_Set task_
Repeat the lines of the listing below exactly, starting at the line that contains "the wooden podium" and running through the last line, both included, and only those.

━━━ Source data

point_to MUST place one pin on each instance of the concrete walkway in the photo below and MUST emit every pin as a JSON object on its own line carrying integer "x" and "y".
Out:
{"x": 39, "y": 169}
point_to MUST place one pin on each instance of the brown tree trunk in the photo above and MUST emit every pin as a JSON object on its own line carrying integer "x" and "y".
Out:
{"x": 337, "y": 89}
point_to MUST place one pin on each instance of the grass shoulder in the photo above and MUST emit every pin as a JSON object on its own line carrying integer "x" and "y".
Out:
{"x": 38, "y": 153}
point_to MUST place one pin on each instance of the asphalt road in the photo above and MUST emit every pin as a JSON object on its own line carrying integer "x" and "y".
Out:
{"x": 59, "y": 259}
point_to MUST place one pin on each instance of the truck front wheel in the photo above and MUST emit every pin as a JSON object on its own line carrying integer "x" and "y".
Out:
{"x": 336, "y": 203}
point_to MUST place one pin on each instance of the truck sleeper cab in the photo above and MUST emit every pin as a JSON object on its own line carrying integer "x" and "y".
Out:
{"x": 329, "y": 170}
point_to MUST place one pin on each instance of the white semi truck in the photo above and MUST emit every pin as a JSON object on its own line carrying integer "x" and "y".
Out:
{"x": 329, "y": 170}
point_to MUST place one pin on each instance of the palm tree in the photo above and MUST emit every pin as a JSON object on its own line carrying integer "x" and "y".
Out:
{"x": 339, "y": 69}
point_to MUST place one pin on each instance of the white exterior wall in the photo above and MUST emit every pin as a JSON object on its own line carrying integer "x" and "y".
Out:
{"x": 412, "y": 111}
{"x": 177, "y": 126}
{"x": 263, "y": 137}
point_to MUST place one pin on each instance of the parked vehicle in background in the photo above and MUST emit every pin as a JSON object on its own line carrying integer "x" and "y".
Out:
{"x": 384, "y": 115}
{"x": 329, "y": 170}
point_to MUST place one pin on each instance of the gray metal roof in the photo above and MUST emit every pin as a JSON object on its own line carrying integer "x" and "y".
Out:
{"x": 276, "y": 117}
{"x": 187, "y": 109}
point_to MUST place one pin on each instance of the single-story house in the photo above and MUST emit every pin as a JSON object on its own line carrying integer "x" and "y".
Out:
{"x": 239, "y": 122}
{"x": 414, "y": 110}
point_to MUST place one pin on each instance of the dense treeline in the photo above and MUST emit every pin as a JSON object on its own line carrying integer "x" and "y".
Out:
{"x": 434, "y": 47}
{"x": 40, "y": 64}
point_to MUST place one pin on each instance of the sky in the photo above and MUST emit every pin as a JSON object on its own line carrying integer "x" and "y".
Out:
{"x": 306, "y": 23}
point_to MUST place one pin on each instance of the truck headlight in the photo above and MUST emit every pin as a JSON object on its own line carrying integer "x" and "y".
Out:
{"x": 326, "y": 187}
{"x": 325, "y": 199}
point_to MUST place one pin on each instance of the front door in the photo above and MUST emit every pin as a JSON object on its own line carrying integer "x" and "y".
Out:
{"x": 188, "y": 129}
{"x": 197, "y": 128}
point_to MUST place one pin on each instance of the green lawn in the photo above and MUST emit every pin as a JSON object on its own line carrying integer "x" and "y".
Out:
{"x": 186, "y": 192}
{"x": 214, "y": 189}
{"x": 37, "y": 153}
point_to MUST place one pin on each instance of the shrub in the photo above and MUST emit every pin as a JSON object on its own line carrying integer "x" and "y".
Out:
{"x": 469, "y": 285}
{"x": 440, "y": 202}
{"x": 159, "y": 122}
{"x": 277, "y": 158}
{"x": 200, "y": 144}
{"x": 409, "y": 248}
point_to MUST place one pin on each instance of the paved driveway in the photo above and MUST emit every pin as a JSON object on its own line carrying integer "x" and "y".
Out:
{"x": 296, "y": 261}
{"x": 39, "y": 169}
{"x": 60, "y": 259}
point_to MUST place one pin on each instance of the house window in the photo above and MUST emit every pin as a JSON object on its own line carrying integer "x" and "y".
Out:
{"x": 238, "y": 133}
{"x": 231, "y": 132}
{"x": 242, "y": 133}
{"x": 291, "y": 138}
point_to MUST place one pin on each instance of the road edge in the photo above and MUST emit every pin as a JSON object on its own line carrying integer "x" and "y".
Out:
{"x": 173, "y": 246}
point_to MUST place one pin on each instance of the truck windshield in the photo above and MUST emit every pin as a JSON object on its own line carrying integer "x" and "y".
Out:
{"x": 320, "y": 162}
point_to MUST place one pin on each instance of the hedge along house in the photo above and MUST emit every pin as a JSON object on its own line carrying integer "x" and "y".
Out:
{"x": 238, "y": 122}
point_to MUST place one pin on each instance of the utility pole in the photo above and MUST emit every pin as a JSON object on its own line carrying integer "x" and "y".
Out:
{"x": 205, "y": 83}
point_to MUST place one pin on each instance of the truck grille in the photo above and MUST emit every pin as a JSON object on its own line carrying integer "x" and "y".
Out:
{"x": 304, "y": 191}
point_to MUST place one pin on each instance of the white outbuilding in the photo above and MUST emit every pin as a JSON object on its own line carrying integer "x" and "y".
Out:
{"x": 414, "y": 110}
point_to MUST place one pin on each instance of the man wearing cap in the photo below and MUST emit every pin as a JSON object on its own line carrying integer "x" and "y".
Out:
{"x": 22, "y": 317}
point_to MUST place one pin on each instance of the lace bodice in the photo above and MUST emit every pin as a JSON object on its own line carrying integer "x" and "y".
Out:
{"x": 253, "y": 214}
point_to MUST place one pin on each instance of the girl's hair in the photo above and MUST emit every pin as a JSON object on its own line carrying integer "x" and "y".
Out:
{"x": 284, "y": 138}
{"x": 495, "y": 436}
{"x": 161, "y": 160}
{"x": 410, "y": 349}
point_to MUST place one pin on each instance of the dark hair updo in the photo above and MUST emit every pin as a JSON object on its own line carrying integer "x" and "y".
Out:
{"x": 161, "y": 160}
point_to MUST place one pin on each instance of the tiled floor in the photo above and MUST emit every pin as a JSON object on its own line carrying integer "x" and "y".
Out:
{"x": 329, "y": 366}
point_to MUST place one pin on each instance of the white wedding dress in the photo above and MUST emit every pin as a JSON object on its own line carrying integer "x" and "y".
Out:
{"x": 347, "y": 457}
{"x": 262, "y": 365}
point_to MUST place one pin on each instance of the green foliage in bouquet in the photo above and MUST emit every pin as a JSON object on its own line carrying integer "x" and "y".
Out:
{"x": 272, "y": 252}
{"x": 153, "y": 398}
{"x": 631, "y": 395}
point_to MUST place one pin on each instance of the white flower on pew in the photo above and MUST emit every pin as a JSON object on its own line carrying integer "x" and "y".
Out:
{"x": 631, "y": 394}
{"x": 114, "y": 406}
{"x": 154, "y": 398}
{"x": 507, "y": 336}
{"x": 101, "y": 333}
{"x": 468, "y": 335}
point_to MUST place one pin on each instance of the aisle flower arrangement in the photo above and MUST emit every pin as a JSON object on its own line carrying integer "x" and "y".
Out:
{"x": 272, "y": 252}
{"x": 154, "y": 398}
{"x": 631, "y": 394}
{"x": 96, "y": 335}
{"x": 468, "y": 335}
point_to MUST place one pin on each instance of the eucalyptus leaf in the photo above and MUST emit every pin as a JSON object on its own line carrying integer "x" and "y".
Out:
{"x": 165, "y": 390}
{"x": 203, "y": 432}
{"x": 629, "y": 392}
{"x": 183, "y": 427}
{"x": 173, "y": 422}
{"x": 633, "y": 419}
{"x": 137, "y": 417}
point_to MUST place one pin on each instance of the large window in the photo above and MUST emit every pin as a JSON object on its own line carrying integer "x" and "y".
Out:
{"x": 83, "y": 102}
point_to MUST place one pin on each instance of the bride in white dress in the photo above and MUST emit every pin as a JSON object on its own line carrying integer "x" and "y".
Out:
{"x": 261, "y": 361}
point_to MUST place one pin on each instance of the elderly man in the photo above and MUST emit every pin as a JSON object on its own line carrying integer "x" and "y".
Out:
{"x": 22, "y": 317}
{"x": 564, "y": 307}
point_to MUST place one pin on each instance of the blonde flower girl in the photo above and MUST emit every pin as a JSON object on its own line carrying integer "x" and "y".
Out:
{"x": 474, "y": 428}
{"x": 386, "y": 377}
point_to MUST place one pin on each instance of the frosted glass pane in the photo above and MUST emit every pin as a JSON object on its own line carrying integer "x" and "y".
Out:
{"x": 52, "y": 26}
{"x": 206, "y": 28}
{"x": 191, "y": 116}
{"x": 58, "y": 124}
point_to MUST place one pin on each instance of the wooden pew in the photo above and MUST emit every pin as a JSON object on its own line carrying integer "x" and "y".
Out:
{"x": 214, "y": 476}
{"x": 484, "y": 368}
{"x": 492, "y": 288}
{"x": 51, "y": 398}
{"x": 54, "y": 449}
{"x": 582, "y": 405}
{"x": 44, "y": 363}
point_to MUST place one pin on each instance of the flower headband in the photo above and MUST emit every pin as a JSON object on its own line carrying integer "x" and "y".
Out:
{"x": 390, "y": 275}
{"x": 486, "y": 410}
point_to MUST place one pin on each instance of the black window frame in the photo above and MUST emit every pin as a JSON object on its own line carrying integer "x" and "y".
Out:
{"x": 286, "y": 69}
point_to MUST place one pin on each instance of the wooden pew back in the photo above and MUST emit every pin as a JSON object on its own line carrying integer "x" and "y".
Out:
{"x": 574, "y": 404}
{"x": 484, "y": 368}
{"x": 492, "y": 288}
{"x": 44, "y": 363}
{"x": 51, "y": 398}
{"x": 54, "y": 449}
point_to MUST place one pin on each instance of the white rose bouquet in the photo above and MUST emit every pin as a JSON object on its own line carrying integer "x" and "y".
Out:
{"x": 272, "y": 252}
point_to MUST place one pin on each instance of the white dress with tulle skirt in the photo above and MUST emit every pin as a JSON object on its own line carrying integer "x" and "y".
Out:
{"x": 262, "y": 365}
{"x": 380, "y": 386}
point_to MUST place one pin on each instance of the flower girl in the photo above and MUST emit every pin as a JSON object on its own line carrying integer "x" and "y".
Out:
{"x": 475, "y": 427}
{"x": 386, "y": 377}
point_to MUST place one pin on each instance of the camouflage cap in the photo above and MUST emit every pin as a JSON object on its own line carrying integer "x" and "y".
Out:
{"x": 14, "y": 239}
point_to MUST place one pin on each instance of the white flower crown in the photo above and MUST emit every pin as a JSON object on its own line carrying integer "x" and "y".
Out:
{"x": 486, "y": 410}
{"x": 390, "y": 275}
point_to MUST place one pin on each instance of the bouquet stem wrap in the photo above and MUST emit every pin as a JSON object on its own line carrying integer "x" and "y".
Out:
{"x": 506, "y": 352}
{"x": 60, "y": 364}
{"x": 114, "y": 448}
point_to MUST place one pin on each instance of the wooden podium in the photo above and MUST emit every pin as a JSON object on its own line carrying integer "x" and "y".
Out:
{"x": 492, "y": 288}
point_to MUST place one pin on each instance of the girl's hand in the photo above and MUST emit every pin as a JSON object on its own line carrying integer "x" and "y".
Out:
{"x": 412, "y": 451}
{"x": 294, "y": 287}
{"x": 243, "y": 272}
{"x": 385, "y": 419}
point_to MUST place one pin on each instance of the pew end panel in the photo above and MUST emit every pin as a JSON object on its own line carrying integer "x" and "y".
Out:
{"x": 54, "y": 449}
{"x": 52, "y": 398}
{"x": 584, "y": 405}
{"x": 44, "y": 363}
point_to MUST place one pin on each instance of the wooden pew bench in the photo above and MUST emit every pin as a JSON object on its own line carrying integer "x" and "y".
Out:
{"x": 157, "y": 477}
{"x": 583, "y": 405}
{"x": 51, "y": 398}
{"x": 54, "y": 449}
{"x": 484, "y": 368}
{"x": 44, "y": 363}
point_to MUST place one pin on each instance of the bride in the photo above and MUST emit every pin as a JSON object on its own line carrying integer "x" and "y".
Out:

━━━━━━

_Exercise answer_
point_to MUST place one pin on each instance of the wooden podium in the photo above and MUST emit every pin as a JSON object on its own line carrying integer "x" and "y".
Out:
{"x": 492, "y": 288}
point_to MUST place one pin on each instance of the girl's hand in the photo above and MUST emit every pin as a JSON object on its own line carrying integer "x" and "y".
Out:
{"x": 412, "y": 451}
{"x": 294, "y": 287}
{"x": 243, "y": 272}
{"x": 385, "y": 419}
point_to MUST place one pin on each instance of the pew end panel in the photo above and MUST emit every pin as a JSON object on its own line carrying integer "x" and "y".
Out:
{"x": 54, "y": 449}
{"x": 52, "y": 398}
{"x": 584, "y": 405}
{"x": 44, "y": 363}
point_to MUST place one pin on each instance of the wooden pew bench in the photo above and MUST emit every pin as a JSON object on its own line carrying integer "x" and "y".
Out:
{"x": 157, "y": 477}
{"x": 583, "y": 405}
{"x": 51, "y": 398}
{"x": 54, "y": 449}
{"x": 484, "y": 368}
{"x": 44, "y": 363}
point_to MUST place one pin on each instance of the bride in the photo above and MUST emit every pin as a JSON object on its own line carrying integer "x" and "y".
Out:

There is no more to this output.